>> BEGIN
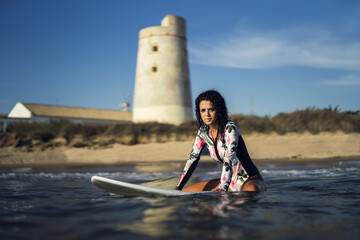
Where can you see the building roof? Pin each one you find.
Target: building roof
(42, 110)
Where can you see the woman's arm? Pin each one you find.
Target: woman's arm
(230, 144)
(192, 162)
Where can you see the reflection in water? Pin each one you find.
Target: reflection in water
(157, 219)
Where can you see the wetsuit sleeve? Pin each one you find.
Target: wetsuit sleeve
(231, 137)
(192, 162)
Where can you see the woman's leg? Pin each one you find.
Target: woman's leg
(254, 184)
(207, 185)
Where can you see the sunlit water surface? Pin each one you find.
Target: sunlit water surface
(303, 201)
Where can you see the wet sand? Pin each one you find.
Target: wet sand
(261, 147)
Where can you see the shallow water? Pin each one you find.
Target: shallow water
(303, 201)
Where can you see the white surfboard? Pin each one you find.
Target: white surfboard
(135, 190)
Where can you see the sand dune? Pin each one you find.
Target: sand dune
(261, 147)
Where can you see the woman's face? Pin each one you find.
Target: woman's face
(208, 113)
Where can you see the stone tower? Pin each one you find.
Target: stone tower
(162, 85)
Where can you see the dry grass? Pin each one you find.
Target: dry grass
(311, 120)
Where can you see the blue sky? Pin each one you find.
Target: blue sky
(286, 55)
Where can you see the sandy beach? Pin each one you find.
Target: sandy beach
(261, 147)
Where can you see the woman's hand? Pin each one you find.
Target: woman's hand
(218, 189)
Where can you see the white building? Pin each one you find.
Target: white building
(41, 112)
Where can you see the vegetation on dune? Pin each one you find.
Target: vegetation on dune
(57, 133)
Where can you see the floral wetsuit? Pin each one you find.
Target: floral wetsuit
(230, 151)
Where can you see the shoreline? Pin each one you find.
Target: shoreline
(263, 148)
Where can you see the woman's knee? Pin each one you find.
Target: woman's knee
(254, 186)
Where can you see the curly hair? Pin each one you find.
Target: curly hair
(218, 103)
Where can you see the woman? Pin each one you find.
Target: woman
(225, 145)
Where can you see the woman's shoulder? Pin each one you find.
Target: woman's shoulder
(203, 130)
(230, 126)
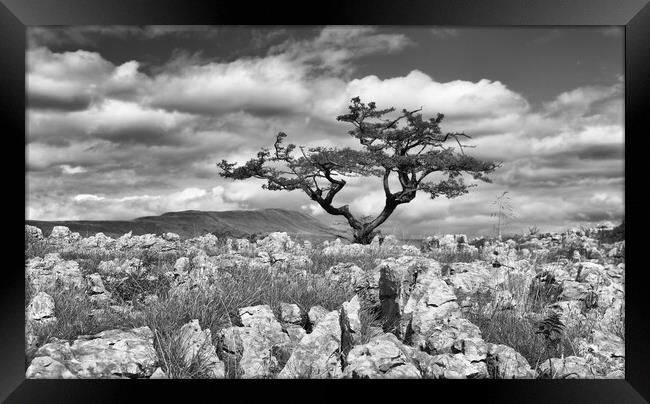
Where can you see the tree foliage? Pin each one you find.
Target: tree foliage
(408, 147)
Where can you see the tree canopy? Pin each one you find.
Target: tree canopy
(408, 147)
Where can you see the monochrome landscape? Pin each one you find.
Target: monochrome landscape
(324, 202)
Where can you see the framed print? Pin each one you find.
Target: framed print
(427, 194)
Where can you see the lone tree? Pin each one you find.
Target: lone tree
(411, 151)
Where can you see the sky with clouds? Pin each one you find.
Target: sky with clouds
(130, 121)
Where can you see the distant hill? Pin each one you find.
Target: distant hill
(192, 223)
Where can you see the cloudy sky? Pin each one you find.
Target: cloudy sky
(130, 121)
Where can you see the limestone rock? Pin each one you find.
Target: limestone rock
(109, 354)
(41, 309)
(45, 274)
(316, 356)
(290, 313)
(383, 357)
(44, 367)
(316, 314)
(503, 362)
(196, 346)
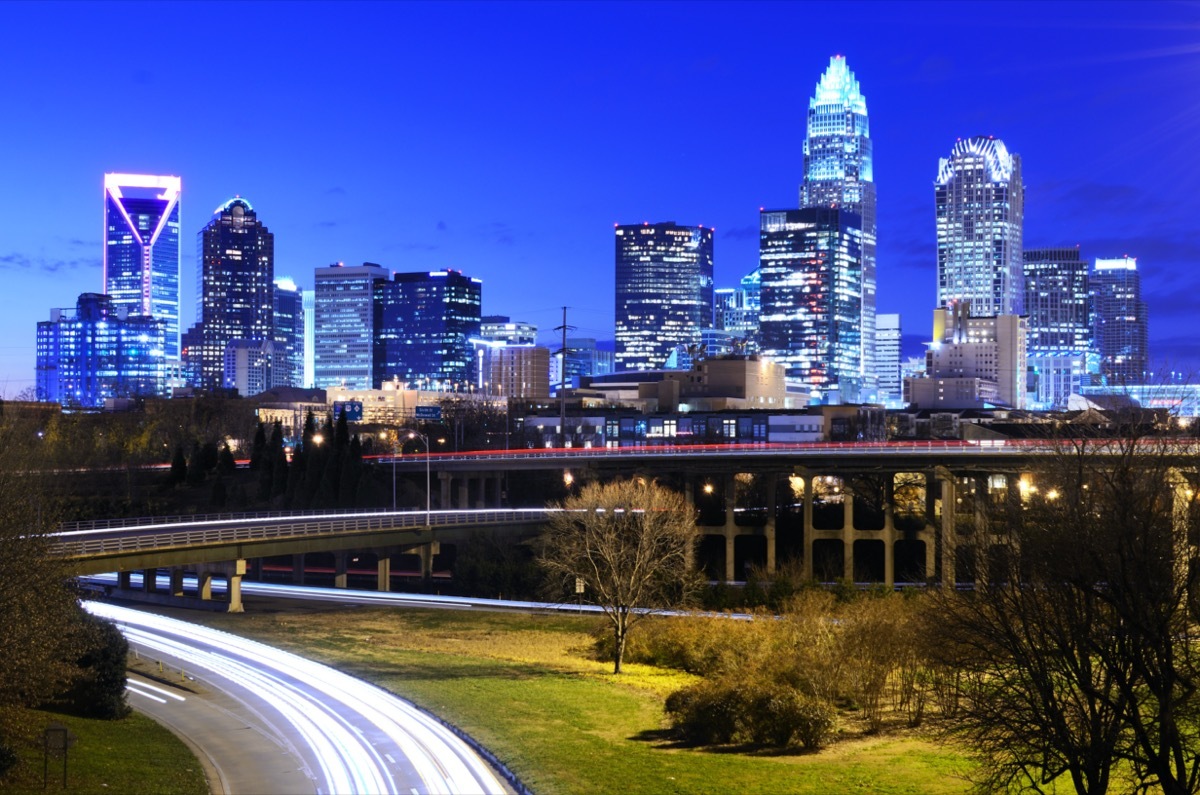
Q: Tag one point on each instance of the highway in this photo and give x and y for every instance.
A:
(268, 721)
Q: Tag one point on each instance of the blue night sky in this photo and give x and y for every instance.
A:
(505, 139)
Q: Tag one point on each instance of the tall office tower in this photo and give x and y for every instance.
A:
(887, 356)
(99, 352)
(664, 291)
(424, 327)
(1119, 321)
(811, 292)
(235, 290)
(343, 324)
(981, 209)
(839, 172)
(1060, 344)
(289, 324)
(501, 328)
(142, 249)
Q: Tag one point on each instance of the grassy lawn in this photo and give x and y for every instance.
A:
(129, 757)
(526, 688)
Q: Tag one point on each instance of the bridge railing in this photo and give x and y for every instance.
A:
(84, 543)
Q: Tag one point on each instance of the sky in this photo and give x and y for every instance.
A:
(505, 139)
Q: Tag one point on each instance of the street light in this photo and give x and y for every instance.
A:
(425, 440)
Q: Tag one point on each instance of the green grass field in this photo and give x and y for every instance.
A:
(526, 687)
(126, 757)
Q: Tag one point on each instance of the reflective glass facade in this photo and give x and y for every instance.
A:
(981, 209)
(811, 294)
(839, 173)
(343, 324)
(99, 352)
(424, 326)
(142, 249)
(1120, 321)
(664, 291)
(235, 297)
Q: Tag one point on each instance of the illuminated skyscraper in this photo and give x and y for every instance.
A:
(839, 173)
(142, 249)
(424, 323)
(664, 291)
(235, 297)
(981, 209)
(811, 296)
(343, 324)
(1119, 317)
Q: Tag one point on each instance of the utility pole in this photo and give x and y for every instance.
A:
(562, 381)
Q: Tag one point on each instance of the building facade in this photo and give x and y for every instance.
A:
(664, 291)
(289, 329)
(811, 294)
(425, 323)
(343, 324)
(839, 172)
(142, 249)
(1119, 321)
(99, 352)
(981, 209)
(235, 290)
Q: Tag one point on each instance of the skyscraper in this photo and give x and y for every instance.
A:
(424, 323)
(142, 249)
(343, 324)
(1060, 345)
(664, 291)
(289, 326)
(99, 352)
(1120, 323)
(235, 296)
(839, 173)
(979, 217)
(811, 296)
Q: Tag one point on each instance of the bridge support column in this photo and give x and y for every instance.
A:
(340, 560)
(383, 573)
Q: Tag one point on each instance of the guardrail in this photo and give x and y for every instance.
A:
(83, 543)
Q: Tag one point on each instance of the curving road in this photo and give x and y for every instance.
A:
(268, 721)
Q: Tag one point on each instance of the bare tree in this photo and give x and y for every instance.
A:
(1083, 655)
(630, 544)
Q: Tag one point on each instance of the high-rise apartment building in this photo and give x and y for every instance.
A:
(343, 324)
(99, 352)
(235, 290)
(839, 173)
(289, 326)
(664, 291)
(142, 249)
(1060, 345)
(887, 357)
(981, 209)
(425, 323)
(811, 293)
(1120, 323)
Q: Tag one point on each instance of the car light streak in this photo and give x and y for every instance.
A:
(336, 715)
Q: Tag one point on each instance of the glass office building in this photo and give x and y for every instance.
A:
(424, 328)
(981, 209)
(235, 294)
(1119, 321)
(839, 173)
(811, 299)
(142, 249)
(97, 352)
(343, 324)
(664, 291)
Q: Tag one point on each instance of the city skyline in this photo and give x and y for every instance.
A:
(402, 159)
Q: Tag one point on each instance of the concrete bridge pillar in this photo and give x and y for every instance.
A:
(340, 561)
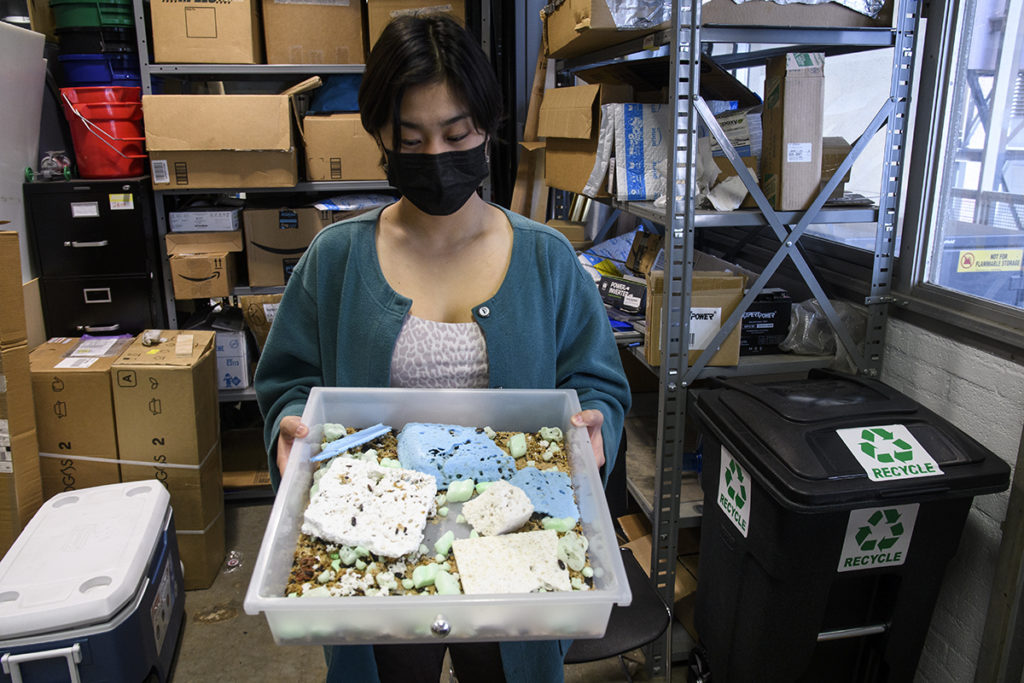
>> END
EXERCISE TASK. Copy out every line from the one containing "Q: Tag one point on each instance of the car" through the last line above, both included, keeping each request unchanged and adjusting every x and y coordinate in the answers by -23. Leave the pictures out.

PROBLEM SOLUTION.
Q: Tag one point on each instance of the car light streak in this photo and give x and y for every instance.
A:
(313, 692)
Q: Tag one point on each instance of the glass office building in this photo and give x and y for every instance.
A:
(401, 305)
(958, 186)
(212, 271)
(1096, 298)
(816, 150)
(788, 276)
(119, 226)
(74, 329)
(320, 301)
(641, 268)
Q: Tag one point on each instance of the city skyline in this photo and give x and y for every instance.
A:
(379, 136)
Q: Tag one point on each instance of the concrete bridge pillar in this photo and give x and y for every instance.
A:
(317, 538)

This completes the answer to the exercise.